**DIRECTIONS FOR THIS TASK:** Return only the lines running from the first line of the listing through the one with "Query: clenched fist", unchanged.

**DATA TO USE:**
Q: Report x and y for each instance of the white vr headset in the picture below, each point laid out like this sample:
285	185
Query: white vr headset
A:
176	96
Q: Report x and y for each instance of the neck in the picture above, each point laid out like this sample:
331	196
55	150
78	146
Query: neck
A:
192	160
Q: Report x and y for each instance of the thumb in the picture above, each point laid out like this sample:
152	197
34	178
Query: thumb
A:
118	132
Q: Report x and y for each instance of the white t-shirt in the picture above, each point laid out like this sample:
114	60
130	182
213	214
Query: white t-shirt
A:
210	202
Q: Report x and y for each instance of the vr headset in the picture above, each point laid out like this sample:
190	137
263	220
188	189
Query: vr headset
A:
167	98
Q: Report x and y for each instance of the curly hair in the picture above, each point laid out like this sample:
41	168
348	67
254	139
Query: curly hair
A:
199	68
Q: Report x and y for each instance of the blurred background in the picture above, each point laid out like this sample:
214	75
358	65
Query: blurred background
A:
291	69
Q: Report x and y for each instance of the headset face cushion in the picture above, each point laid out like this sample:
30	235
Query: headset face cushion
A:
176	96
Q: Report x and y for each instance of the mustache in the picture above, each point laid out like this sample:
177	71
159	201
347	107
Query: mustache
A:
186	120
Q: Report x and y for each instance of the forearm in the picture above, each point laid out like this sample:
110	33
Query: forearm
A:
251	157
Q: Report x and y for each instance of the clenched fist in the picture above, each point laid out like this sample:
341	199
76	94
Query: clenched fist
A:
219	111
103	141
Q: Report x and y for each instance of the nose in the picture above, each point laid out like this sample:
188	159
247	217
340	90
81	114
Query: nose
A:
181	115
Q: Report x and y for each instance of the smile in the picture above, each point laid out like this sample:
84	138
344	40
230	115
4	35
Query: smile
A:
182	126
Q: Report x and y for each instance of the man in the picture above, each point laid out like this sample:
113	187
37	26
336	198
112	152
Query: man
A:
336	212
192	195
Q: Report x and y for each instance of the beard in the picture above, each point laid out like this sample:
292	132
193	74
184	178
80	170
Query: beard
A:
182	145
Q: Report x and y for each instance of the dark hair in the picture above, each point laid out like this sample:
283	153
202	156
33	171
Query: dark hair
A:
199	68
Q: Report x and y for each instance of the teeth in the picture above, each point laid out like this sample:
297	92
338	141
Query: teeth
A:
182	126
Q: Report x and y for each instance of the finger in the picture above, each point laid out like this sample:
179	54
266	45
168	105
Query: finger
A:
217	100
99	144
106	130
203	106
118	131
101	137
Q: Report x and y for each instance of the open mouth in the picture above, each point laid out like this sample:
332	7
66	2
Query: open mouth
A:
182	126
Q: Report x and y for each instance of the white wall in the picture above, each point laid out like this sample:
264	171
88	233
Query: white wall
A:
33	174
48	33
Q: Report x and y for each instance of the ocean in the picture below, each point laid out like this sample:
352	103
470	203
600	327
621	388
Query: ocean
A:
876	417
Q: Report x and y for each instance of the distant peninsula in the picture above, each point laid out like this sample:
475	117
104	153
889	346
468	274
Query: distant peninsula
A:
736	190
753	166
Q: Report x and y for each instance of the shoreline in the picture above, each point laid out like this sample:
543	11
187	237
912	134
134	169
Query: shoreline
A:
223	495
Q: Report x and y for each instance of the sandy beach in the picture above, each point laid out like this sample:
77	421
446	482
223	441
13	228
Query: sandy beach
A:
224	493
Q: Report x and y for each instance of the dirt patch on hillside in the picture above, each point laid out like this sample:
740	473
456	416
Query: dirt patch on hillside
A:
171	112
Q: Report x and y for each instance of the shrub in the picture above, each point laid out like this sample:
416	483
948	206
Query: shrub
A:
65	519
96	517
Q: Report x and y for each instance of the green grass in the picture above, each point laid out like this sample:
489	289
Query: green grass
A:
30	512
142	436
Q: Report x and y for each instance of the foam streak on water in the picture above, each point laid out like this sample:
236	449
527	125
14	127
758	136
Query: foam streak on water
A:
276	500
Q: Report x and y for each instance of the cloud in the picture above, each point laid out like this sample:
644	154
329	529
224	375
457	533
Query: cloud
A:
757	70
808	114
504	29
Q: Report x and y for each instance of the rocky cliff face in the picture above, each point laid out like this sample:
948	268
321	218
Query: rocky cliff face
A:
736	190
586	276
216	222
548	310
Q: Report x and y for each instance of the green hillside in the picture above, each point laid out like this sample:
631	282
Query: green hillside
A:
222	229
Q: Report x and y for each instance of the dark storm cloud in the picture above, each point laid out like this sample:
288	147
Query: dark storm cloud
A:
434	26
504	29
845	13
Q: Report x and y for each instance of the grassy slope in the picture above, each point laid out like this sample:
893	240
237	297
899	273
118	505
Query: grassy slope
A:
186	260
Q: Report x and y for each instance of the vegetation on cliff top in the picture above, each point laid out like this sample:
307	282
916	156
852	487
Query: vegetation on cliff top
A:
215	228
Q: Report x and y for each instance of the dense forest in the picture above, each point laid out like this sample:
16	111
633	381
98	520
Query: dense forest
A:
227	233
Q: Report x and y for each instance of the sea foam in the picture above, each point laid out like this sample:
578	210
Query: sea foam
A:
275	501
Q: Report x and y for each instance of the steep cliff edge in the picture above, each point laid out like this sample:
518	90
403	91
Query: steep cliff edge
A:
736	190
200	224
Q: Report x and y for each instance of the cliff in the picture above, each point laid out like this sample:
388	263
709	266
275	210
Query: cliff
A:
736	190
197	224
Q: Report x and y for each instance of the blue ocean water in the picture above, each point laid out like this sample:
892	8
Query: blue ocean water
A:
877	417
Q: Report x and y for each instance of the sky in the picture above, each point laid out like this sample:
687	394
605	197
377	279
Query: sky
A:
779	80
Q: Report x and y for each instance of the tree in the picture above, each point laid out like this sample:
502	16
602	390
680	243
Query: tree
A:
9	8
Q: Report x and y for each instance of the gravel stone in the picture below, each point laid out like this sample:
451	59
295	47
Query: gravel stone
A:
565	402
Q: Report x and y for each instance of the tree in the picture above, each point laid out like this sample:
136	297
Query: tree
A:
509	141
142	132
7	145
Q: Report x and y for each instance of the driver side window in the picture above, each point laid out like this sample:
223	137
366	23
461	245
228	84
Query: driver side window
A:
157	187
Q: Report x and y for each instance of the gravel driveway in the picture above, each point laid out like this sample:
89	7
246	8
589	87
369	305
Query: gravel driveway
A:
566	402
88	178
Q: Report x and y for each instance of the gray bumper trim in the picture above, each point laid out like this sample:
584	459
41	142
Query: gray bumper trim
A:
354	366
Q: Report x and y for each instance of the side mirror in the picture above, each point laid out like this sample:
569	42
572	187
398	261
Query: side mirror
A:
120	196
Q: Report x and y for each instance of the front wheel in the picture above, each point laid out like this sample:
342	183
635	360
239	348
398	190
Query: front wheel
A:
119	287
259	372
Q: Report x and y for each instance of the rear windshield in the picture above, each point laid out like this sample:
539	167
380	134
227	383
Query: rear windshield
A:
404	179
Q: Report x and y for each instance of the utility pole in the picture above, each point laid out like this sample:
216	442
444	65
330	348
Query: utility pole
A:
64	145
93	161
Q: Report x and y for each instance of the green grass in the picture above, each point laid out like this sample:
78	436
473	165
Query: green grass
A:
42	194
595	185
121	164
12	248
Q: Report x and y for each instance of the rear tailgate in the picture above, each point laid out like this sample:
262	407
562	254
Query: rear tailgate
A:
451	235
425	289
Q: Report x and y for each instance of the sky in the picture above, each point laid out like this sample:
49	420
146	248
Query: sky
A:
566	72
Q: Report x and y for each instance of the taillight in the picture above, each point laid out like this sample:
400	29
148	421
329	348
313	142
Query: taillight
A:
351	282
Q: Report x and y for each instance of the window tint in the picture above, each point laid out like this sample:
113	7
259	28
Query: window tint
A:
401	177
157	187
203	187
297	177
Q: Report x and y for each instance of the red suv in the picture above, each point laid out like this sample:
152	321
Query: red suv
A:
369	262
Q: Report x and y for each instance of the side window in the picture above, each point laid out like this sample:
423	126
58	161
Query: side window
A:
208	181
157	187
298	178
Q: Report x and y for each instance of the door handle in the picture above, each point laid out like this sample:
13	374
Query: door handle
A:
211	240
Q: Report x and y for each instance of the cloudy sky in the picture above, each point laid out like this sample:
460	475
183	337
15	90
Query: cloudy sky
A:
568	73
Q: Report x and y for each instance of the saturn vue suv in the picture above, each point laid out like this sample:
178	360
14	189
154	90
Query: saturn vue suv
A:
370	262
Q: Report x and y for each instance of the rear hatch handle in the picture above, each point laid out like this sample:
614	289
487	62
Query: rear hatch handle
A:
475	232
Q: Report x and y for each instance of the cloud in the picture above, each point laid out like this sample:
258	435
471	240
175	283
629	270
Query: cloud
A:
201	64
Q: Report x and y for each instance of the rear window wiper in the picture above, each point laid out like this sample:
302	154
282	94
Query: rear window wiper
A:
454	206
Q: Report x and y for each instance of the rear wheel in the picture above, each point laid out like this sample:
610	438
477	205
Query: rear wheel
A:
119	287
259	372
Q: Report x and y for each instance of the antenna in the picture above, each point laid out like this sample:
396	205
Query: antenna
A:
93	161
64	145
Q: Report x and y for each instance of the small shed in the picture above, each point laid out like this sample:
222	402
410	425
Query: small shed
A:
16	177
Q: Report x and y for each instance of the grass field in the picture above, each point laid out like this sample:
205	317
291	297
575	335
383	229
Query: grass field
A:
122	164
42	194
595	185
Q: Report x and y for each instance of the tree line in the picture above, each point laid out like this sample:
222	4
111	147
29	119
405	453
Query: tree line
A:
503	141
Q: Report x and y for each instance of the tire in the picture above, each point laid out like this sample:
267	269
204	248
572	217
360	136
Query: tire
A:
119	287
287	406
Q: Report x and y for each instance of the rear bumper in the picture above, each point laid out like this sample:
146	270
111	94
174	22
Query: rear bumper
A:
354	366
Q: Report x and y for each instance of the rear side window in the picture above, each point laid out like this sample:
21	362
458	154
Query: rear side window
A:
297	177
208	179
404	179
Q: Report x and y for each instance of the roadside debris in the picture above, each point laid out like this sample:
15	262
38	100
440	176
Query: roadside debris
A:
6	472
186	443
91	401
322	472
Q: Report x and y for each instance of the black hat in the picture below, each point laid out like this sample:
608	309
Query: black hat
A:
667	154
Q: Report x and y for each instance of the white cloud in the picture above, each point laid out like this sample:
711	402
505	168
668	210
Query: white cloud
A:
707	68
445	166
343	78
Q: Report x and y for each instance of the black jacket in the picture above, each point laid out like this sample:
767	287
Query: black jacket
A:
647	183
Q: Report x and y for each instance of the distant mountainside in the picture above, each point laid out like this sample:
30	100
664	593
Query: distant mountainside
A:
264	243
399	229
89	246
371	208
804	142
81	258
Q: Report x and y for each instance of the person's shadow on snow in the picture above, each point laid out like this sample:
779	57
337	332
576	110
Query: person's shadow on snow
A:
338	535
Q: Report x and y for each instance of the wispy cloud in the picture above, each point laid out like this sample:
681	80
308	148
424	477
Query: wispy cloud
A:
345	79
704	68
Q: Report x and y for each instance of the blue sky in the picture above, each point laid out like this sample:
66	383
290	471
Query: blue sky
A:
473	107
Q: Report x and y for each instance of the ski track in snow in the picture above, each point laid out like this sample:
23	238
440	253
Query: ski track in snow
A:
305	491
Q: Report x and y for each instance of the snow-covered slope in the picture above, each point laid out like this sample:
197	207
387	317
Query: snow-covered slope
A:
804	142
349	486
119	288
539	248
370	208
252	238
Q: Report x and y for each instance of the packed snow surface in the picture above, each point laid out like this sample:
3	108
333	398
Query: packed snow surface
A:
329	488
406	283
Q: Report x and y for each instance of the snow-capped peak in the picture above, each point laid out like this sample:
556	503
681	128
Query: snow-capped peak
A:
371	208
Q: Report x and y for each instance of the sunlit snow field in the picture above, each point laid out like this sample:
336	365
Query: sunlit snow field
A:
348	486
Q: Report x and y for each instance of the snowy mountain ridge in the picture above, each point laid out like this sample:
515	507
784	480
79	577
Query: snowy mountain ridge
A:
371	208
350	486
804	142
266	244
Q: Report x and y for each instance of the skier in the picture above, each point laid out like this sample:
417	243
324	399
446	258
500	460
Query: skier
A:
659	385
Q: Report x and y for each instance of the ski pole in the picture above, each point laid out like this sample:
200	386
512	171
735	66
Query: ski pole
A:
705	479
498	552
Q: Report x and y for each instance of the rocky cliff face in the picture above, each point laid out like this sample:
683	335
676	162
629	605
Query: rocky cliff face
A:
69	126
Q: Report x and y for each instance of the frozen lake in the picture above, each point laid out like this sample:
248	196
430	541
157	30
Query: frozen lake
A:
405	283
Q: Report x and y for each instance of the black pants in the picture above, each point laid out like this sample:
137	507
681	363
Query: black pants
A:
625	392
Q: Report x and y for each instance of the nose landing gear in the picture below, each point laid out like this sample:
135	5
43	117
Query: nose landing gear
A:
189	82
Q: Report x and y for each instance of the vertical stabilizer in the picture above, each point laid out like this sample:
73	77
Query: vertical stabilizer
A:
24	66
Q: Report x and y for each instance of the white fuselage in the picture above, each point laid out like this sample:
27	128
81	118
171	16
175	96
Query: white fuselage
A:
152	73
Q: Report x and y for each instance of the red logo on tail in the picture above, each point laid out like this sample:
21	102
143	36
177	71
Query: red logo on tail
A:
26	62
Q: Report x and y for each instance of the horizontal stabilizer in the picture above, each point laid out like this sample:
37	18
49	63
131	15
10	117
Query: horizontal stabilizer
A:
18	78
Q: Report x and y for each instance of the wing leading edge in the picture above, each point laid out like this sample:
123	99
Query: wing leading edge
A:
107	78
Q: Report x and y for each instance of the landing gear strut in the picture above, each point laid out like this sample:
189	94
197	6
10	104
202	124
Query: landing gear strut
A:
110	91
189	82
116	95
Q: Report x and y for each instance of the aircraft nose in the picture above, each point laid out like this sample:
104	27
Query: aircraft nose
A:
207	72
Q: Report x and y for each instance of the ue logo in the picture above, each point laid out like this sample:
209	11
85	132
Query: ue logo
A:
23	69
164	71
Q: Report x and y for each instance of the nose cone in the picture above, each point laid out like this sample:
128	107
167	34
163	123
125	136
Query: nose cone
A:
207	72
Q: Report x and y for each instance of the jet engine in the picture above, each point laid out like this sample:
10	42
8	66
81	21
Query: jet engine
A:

**REPLY:**
Q: Report x and y for each instance of the white vr headset in the picture below, each point laid out like this sample:
285	185
Query: white vr headset
A:
176	96
Q: Report x and y for each instance of the neck in the picture above, each point laid out like this sample:
331	196
55	150
78	146
Query: neck
A:
192	160
Q: Report x and y for each instance of the thumb in the picture above, each point laid out like this sample:
152	197
34	178
Query: thumb
A:
118	132
Q: Report x and y for each instance of the white t-shirt in the picture above, each point laid out like this sample:
114	60
130	182
213	214
Query: white t-shirt
A:
210	202
Q: Report x and y for each instance of the vr headset in the picture above, each point laid out like this sample:
190	137
263	220
188	189
Query: vr headset
A:
167	98
Q: Report x and y for each instance of the curly hair in the picture above, each point laid out like this sample:
41	168
348	67
254	139
Query: curly hair
A:
199	68
Q: Report x and y for each instance of the blurred background in the picture above, each point laid out like this sample:
214	75
358	65
Query: blurred background
A:
291	69
Q: Report x and y for each instance of the headset face cushion in the picture above, each point laid out like this sample:
30	235
Query: headset face cushion
A:
176	96
Q: Report x and y for each instance of the mustache in the picture above, each point laid out like this sample:
177	71
159	201
347	107
Query: mustache
A:
186	120
Q: Report x and y for each instance of the forearm in the picture above, each point laid out like this sample:
110	33
Query: forearm
A:
251	157
Q: Report x and y for each instance of the clenched fist in the picture above, each point laid out like this sample:
341	199
76	94
Query: clenched fist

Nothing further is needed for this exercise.